I remember when my Grandma Doris at the age of 90 said to me, ‘My friends are all dead. I am tired of living and I don’t want to ever live in a nursing home. I’m ready to die.’ But there was nothing our family could do to honor her request. She lived until just after her 100th birthday and for many of those years in a nursing home, unable to speak, barely able to hear, unable to feed herself, in diapers, her hands atrophied and in a wheel chair. She didn’t have to suffer that way if we could have legally honored her request.
Then I read this article about Ovidio Gonzalez, the first legal euthanasia case for the devastating side effects of oral cancer. It reminded me about that day with Grandma when I drove to her Manhattan apartment, parked in a 30-minute meter just to stop up and say hello, and couldn’t leave her when she told me she wanted to die. Needless to say, my car was ticketed. I actually wrote a letter to the NY Transportation Department telling them why the meter expired. Believe it or not, they excused the ticket saying this was the first time they got that excuse so they believed me.
“There is no pain more devastating than in your mouth and throat. It effects your ability to speak, eat, socialize….to live your life.”Knowing personally the unbearable pain from treatment for oral cancer, I felt sympathy for this 79 year old man from Columbia who no longer wanted to live with his terminal cancer diagnosis. There is no pain more devastating than in your mouth and throat. It effects your ability to speak, eat, socialize….to live your life.
In this mostly Roman Catholic country, he represents the very first legal euthanasia case. I remember the night 4 weeks into radiation when I wanted to give up and end treatments. I had youth on my side and the motivation of young children to fight harder than Mr. Gonzalez, may he rest in peace. His family gave him the utmost respect by honoring his request.

Requirement 1: Retype the passage of the post that opens with the words containing "I remember when" and closes with "honored her request.", keeping every word and punctuation mark unchanged.
Requirement 2: In the post about euthanasia, how old was Ovidio Gonzalez?
The entries that come next are separate material with no connection to the post.

Entries provided:

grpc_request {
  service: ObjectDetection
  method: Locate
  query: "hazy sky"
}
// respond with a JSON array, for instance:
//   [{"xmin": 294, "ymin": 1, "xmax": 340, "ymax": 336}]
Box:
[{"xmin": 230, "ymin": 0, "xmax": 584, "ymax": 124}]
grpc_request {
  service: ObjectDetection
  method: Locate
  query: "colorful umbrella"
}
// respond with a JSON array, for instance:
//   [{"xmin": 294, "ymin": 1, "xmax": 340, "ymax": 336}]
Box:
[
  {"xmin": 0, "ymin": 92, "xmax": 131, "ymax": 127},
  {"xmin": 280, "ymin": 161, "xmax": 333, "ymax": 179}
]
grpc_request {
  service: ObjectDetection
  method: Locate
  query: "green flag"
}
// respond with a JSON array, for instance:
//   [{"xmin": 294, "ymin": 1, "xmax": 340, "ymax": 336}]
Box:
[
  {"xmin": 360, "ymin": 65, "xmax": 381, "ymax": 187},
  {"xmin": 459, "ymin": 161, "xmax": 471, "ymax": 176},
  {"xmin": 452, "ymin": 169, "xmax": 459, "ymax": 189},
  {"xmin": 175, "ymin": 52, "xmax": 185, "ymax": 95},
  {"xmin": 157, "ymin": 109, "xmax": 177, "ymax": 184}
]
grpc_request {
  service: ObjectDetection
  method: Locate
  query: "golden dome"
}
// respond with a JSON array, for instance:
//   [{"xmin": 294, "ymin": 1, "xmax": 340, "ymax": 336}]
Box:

Response 1:
I remember when my Grandma Doris at the age of 90 said to me, ‘My friends are all dead. I am tired of living and I don’t want to ever live in a nursing home. I’m ready to die.’ But there was nothing our family could do to honor her request. She lived until just after her 100th birthday and for many of those years in a nursing home, unable to speak, barely able to hear, unable to feed herself, in diapers, her hands atrophied and in a wheel chair. She didn’t have to suffer that way if we could have legally honored her request.

Response 2: He was 79 years old.